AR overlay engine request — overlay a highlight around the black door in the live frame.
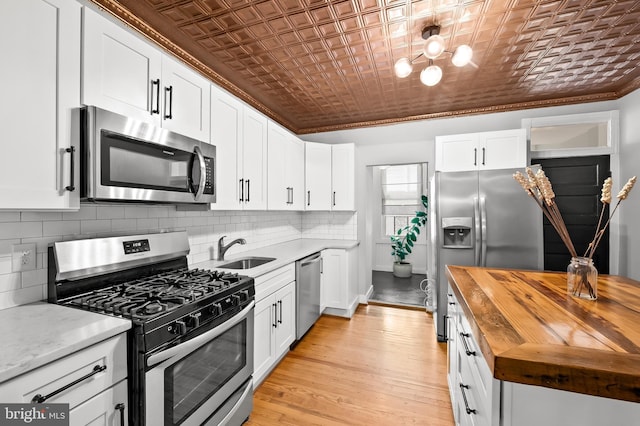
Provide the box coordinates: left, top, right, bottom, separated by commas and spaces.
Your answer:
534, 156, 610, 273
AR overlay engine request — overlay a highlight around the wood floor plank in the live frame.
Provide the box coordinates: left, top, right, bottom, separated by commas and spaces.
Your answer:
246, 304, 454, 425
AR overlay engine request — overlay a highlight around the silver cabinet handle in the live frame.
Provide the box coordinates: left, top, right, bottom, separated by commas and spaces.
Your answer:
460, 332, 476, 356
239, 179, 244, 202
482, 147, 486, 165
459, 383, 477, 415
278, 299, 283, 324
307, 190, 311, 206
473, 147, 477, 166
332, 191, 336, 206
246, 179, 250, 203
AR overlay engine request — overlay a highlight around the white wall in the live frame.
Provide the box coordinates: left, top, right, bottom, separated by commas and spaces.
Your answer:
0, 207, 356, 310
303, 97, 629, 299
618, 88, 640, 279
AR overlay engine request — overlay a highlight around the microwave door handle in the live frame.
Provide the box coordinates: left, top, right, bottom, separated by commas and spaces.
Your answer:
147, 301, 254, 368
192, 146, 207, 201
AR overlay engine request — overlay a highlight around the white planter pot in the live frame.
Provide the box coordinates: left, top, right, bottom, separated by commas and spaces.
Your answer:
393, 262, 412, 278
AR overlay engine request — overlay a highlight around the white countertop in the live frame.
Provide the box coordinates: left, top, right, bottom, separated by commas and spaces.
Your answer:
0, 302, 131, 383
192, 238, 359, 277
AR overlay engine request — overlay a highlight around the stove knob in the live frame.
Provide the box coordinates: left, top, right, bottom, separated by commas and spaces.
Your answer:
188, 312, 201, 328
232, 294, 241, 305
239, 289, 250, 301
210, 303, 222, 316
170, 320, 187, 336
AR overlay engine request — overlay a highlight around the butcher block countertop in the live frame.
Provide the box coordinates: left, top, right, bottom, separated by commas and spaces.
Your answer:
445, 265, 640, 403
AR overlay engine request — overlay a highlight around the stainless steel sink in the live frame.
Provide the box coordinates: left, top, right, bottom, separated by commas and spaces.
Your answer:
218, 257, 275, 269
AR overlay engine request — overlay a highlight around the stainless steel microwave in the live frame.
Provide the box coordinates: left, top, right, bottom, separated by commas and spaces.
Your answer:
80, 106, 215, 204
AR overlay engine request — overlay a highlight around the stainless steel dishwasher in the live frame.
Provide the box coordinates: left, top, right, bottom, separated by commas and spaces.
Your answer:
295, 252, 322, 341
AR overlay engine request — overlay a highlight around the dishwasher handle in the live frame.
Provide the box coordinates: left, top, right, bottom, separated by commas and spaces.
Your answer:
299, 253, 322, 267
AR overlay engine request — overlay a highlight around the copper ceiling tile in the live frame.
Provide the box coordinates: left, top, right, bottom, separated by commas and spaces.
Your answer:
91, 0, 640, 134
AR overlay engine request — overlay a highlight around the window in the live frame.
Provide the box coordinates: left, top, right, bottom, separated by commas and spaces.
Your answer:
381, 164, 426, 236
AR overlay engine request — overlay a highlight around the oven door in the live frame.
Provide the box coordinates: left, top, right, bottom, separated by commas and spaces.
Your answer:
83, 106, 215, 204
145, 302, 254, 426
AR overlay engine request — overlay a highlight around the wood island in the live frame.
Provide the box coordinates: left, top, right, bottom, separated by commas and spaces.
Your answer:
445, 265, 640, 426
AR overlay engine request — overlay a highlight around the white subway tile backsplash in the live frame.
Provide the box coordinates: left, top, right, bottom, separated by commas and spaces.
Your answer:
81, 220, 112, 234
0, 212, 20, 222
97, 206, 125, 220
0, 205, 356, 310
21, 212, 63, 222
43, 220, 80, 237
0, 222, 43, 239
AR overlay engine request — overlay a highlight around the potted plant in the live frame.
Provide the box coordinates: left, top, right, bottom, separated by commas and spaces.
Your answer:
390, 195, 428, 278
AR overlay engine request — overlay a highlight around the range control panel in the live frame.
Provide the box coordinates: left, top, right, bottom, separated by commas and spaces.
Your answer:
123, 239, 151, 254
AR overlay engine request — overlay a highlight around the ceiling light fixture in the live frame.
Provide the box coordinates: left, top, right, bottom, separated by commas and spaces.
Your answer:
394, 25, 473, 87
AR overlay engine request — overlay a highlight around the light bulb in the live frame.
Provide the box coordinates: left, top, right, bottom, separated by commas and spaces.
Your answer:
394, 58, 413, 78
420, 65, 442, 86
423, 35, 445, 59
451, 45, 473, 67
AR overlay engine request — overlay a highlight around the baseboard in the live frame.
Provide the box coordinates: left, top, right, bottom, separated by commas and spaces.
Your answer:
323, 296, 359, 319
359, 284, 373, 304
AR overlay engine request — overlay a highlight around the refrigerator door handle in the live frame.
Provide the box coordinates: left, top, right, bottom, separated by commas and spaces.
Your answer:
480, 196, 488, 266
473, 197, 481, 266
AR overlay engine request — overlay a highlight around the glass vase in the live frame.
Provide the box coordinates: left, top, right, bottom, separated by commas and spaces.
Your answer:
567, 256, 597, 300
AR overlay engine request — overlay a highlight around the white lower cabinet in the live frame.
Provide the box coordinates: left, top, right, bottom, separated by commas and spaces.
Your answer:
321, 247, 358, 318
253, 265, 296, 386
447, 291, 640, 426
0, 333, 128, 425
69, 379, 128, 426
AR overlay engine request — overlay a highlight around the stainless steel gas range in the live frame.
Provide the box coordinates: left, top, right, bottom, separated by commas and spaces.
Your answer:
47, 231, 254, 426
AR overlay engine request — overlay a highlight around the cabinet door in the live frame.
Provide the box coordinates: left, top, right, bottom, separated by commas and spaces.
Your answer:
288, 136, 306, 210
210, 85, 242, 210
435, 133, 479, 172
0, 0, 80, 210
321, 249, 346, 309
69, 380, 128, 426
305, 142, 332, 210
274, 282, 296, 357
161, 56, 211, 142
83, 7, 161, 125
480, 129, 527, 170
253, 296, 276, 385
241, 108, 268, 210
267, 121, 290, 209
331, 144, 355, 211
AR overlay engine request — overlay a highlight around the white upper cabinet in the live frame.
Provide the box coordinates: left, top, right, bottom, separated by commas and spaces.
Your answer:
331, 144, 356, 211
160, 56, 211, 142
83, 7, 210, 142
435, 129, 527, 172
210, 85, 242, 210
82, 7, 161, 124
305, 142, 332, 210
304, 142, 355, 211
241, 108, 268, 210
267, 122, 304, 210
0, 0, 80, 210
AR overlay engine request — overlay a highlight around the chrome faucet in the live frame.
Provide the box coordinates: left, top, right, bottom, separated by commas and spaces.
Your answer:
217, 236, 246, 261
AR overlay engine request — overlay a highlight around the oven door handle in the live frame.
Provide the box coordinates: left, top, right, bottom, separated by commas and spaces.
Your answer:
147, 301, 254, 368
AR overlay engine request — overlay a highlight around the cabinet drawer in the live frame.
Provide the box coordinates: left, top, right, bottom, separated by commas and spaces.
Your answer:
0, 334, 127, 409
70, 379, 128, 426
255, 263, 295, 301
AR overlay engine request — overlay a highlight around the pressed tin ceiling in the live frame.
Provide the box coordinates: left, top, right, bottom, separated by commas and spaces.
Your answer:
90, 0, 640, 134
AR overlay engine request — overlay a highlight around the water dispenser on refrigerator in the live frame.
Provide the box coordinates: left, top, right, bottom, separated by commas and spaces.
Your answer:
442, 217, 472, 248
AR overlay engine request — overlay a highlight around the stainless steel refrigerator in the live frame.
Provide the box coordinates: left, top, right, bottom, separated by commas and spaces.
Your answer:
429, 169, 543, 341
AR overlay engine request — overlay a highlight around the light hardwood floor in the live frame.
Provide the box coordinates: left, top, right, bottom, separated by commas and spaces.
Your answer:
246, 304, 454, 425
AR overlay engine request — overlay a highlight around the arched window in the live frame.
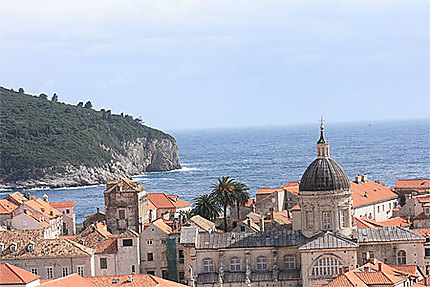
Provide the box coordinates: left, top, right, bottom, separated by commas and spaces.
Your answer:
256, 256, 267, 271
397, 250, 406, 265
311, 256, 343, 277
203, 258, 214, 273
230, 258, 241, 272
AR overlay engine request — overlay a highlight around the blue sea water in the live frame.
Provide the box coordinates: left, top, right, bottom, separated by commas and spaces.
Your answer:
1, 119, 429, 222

What you are asked to do | Across the listing, count every line with "tile" in it and give the number only.

Exercise answer | 2